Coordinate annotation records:
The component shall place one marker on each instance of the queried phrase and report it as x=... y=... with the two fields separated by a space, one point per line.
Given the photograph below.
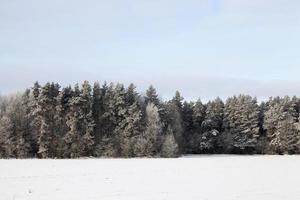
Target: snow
x=191 y=178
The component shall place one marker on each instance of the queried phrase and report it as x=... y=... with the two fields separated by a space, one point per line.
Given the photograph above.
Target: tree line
x=112 y=120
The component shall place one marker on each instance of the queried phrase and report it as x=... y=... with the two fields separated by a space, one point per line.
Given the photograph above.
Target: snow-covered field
x=188 y=178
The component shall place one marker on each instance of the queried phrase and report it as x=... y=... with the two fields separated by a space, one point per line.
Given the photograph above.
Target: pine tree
x=281 y=126
x=151 y=96
x=211 y=127
x=170 y=146
x=188 y=126
x=97 y=111
x=130 y=116
x=153 y=132
x=79 y=139
x=47 y=102
x=241 y=123
x=174 y=113
x=62 y=109
x=6 y=131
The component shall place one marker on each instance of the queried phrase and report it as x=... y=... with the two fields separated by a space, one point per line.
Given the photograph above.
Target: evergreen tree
x=79 y=138
x=174 y=113
x=281 y=126
x=241 y=115
x=170 y=146
x=211 y=127
x=6 y=131
x=188 y=126
x=47 y=102
x=153 y=133
x=129 y=115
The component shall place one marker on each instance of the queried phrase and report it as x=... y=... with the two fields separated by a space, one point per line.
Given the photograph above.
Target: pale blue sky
x=204 y=48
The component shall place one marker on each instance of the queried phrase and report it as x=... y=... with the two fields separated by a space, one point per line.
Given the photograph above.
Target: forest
x=111 y=120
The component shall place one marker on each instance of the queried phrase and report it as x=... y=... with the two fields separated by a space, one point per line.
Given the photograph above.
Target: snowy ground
x=190 y=178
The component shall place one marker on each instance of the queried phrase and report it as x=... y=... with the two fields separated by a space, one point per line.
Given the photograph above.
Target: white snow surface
x=186 y=178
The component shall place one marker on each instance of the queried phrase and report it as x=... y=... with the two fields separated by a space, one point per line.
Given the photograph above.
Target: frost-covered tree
x=62 y=109
x=174 y=119
x=98 y=110
x=281 y=125
x=241 y=124
x=188 y=126
x=79 y=138
x=169 y=146
x=46 y=110
x=151 y=138
x=211 y=127
x=129 y=119
x=6 y=131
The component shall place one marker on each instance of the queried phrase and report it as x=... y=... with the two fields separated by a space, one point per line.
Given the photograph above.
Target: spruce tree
x=170 y=146
x=241 y=124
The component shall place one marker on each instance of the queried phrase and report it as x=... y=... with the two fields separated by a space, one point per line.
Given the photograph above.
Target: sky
x=203 y=48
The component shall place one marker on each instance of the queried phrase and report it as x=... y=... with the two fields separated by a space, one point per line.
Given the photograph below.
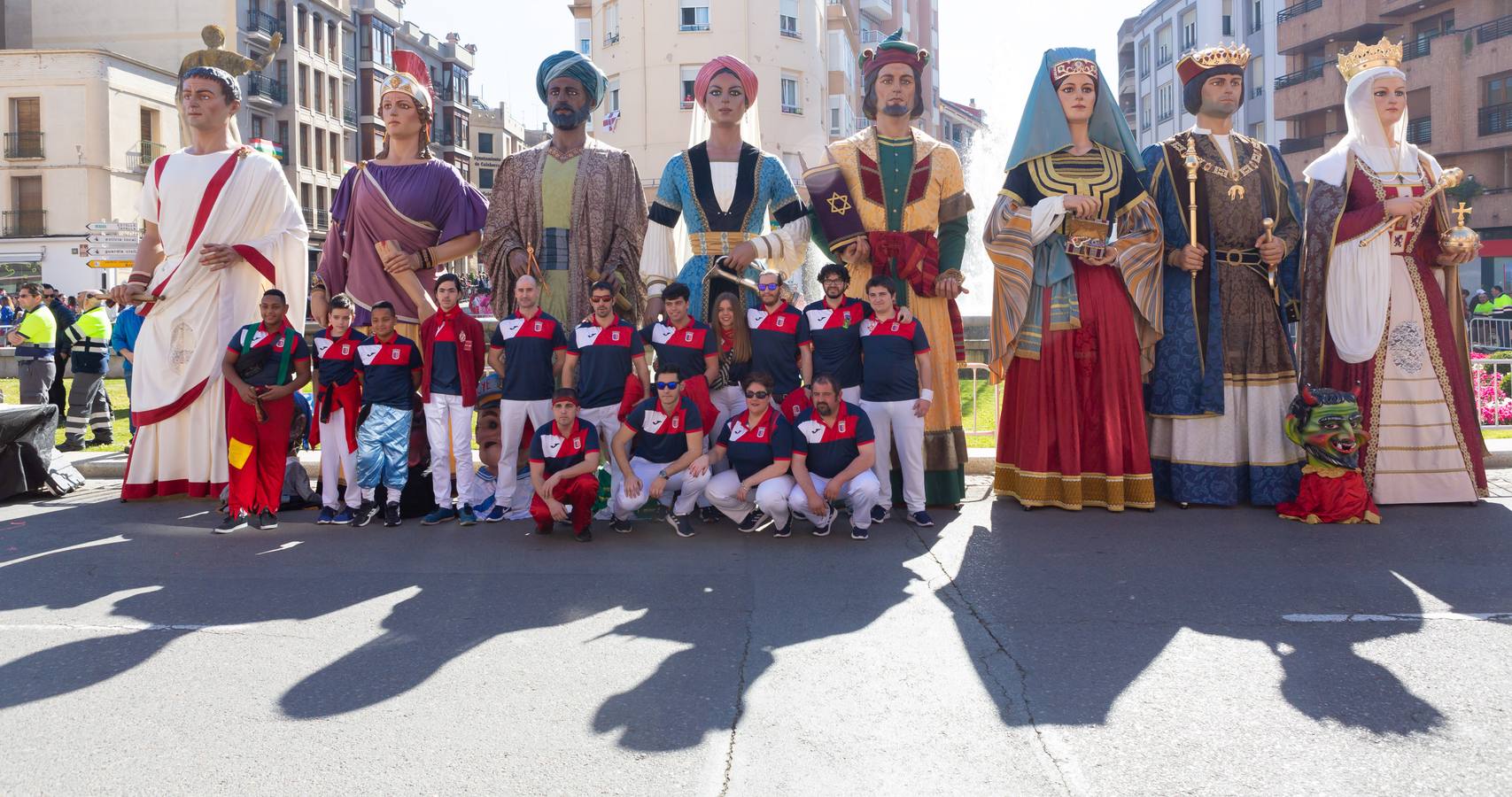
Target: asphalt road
x=1006 y=652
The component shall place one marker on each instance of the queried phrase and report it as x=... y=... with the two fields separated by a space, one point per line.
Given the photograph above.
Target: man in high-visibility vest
x=89 y=356
x=35 y=341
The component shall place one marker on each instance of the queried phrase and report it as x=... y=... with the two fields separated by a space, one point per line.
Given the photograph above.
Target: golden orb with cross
x=1460 y=239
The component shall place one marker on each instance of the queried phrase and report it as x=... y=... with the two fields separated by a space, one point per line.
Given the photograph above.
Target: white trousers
x=686 y=487
x=607 y=422
x=770 y=497
x=859 y=491
x=511 y=425
x=894 y=422
x=337 y=461
x=448 y=427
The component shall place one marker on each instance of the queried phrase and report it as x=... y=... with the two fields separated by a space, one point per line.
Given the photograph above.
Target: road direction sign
x=112 y=226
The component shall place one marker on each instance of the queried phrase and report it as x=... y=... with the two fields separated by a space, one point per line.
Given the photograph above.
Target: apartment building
x=81 y=130
x=1458 y=59
x=1152 y=43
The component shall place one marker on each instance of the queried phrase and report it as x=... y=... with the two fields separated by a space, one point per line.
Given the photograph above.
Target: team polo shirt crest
x=605 y=359
x=337 y=357
x=558 y=453
x=268 y=374
x=888 y=368
x=750 y=448
x=835 y=336
x=528 y=345
x=663 y=437
x=829 y=448
x=681 y=348
x=776 y=337
x=386 y=369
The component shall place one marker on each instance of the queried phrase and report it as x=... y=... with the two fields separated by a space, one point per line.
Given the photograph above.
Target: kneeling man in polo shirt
x=896 y=395
x=759 y=446
x=832 y=455
x=660 y=450
x=564 y=455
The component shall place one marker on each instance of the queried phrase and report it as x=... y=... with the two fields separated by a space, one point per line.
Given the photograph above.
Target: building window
x=688 y=77
x=693 y=14
x=611 y=23
x=789 y=94
x=788 y=19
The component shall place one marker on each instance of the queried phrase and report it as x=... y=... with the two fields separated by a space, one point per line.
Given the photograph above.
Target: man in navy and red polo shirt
x=896 y=395
x=688 y=345
x=263 y=365
x=832 y=455
x=526 y=352
x=779 y=344
x=451 y=344
x=337 y=403
x=389 y=367
x=602 y=356
x=562 y=457
x=656 y=450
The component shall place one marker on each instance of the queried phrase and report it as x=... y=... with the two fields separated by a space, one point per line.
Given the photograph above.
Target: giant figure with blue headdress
x=1223 y=374
x=1075 y=306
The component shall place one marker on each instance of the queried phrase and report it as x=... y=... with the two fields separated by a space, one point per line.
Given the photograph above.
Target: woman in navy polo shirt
x=758 y=444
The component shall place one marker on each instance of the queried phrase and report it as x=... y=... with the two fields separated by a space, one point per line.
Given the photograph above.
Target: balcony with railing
x=147 y=151
x=267 y=88
x=1496 y=120
x=25 y=222
x=1420 y=130
x=23 y=145
x=263 y=23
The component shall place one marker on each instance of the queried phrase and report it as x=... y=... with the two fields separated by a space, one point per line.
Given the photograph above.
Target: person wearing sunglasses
x=660 y=450
x=35 y=341
x=779 y=344
x=758 y=444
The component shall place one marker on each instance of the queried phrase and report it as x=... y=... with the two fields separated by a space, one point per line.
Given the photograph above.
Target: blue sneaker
x=438 y=516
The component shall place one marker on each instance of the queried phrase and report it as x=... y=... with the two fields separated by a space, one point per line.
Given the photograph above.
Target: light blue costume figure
x=723 y=205
x=1217 y=408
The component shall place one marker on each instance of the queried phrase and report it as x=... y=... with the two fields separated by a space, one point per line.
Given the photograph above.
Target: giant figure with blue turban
x=570 y=209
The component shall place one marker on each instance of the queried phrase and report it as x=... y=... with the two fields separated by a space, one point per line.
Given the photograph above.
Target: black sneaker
x=823 y=530
x=681 y=525
x=365 y=513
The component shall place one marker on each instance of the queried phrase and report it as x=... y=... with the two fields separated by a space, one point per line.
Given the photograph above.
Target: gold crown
x=1077 y=66
x=1229 y=55
x=1362 y=58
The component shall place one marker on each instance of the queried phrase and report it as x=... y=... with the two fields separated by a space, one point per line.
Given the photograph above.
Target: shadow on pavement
x=1083 y=602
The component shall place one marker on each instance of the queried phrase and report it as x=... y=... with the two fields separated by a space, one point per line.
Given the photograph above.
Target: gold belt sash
x=716 y=244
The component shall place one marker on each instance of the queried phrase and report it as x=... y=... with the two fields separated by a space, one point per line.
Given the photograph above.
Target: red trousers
x=258 y=453
x=578 y=491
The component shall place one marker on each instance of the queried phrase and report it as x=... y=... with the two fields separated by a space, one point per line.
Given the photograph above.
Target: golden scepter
x=1191 y=196
x=1450 y=179
x=1270 y=271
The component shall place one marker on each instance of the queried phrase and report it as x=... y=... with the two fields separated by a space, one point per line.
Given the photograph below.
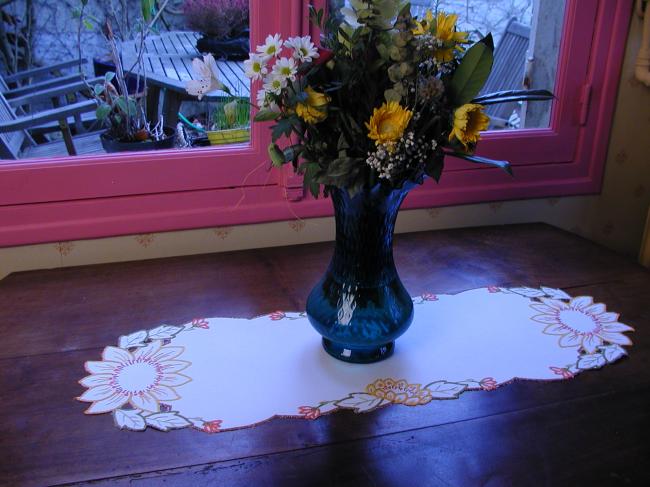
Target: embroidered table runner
x=217 y=374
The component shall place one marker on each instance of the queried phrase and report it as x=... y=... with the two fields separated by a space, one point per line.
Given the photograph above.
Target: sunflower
x=388 y=123
x=443 y=28
x=422 y=28
x=314 y=109
x=469 y=120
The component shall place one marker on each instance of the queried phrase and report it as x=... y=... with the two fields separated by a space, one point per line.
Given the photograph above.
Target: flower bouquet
x=364 y=118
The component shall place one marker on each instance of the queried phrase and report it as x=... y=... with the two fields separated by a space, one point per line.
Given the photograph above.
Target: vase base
x=358 y=355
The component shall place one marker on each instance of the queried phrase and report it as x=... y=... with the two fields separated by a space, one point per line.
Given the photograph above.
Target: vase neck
x=363 y=254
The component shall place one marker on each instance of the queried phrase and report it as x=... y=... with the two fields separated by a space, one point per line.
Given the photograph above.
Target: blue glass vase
x=360 y=306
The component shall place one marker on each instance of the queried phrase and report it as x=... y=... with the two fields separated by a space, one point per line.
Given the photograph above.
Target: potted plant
x=365 y=120
x=230 y=122
x=223 y=25
x=124 y=111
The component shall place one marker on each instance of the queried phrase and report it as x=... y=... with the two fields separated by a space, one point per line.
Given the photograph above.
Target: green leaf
x=472 y=73
x=147 y=9
x=276 y=155
x=309 y=169
x=283 y=127
x=505 y=165
x=102 y=111
x=292 y=152
x=266 y=115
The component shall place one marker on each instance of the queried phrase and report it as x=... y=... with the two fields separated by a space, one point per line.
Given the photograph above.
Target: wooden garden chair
x=47 y=77
x=21 y=83
x=16 y=142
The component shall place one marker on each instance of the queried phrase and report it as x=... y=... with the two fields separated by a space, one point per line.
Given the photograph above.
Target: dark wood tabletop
x=591 y=430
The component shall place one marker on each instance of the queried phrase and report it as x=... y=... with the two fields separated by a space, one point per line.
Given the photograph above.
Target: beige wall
x=615 y=218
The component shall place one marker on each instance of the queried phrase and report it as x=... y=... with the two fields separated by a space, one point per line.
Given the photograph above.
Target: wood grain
x=552 y=433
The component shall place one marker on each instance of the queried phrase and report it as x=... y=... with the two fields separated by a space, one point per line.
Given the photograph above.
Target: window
x=90 y=196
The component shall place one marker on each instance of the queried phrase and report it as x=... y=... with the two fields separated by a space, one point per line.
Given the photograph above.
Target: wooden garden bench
x=33 y=81
x=16 y=142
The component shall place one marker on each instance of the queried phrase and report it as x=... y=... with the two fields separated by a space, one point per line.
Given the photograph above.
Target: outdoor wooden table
x=591 y=430
x=168 y=66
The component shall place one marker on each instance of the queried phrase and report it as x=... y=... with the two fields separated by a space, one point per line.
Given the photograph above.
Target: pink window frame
x=89 y=197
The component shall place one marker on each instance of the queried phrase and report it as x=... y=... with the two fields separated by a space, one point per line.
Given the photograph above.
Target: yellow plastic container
x=230 y=136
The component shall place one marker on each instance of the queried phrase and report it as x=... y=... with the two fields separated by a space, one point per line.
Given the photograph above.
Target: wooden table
x=168 y=66
x=592 y=430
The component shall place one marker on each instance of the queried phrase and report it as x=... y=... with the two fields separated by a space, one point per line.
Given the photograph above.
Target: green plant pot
x=230 y=136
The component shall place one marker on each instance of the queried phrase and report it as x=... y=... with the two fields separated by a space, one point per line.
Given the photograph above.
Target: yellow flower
x=422 y=28
x=314 y=109
x=445 y=31
x=388 y=123
x=443 y=28
x=399 y=392
x=469 y=120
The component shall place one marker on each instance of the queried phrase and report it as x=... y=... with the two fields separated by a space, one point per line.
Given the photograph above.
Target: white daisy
x=581 y=323
x=274 y=84
x=303 y=48
x=255 y=67
x=285 y=68
x=142 y=378
x=271 y=47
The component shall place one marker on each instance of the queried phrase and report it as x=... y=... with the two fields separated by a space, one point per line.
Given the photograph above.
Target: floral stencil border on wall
x=201 y=375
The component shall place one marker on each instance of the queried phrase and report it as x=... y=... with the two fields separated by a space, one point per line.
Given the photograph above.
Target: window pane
x=156 y=71
x=527 y=38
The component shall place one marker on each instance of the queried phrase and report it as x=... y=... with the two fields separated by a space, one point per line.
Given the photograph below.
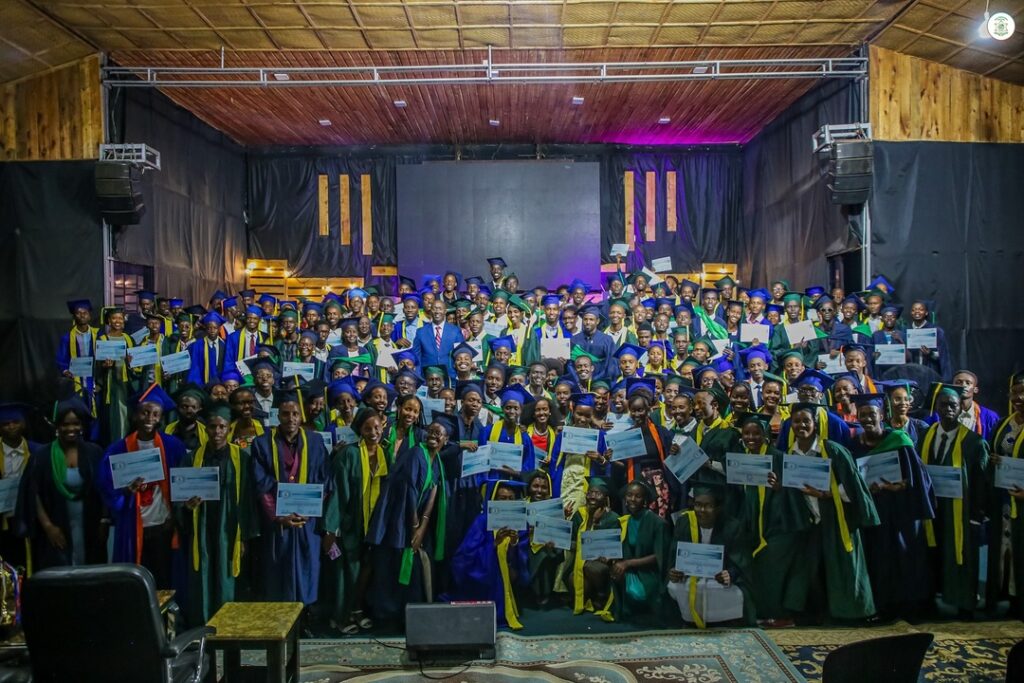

◆ What to produce: Gather every line of the records above that contains the word "sneaker", matching case exactly, and copy each such line out in full.

◆ The reply:
Target: blue sneaker
Target: black sneaker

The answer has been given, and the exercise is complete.